§ **How to complete this task**
Return only the number of lines in the material below holding the string "white".

§ **Material supplied**
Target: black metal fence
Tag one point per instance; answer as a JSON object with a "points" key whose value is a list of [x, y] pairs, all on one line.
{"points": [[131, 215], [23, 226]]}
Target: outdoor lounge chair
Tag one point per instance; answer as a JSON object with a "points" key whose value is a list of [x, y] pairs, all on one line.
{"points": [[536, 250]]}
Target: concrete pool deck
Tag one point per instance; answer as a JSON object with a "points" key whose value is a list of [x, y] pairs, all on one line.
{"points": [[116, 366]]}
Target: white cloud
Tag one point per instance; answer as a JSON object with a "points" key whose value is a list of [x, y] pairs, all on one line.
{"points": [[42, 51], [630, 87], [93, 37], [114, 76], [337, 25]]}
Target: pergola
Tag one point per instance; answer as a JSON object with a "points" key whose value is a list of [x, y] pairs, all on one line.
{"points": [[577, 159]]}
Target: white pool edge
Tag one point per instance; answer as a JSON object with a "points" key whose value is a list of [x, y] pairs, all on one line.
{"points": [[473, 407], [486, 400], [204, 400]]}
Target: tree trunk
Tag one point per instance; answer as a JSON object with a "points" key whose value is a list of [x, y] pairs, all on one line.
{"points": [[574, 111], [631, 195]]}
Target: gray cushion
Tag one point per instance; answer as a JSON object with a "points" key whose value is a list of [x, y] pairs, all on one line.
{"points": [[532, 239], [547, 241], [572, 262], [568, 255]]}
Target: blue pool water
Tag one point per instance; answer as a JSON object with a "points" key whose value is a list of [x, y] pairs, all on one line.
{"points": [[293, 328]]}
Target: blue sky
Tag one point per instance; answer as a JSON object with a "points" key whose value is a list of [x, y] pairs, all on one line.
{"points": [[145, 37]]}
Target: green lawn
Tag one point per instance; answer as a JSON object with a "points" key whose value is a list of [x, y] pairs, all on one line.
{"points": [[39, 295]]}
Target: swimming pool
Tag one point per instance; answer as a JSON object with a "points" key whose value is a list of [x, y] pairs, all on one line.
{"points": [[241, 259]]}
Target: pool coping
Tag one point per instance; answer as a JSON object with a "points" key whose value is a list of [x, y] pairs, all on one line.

§ **Response below**
2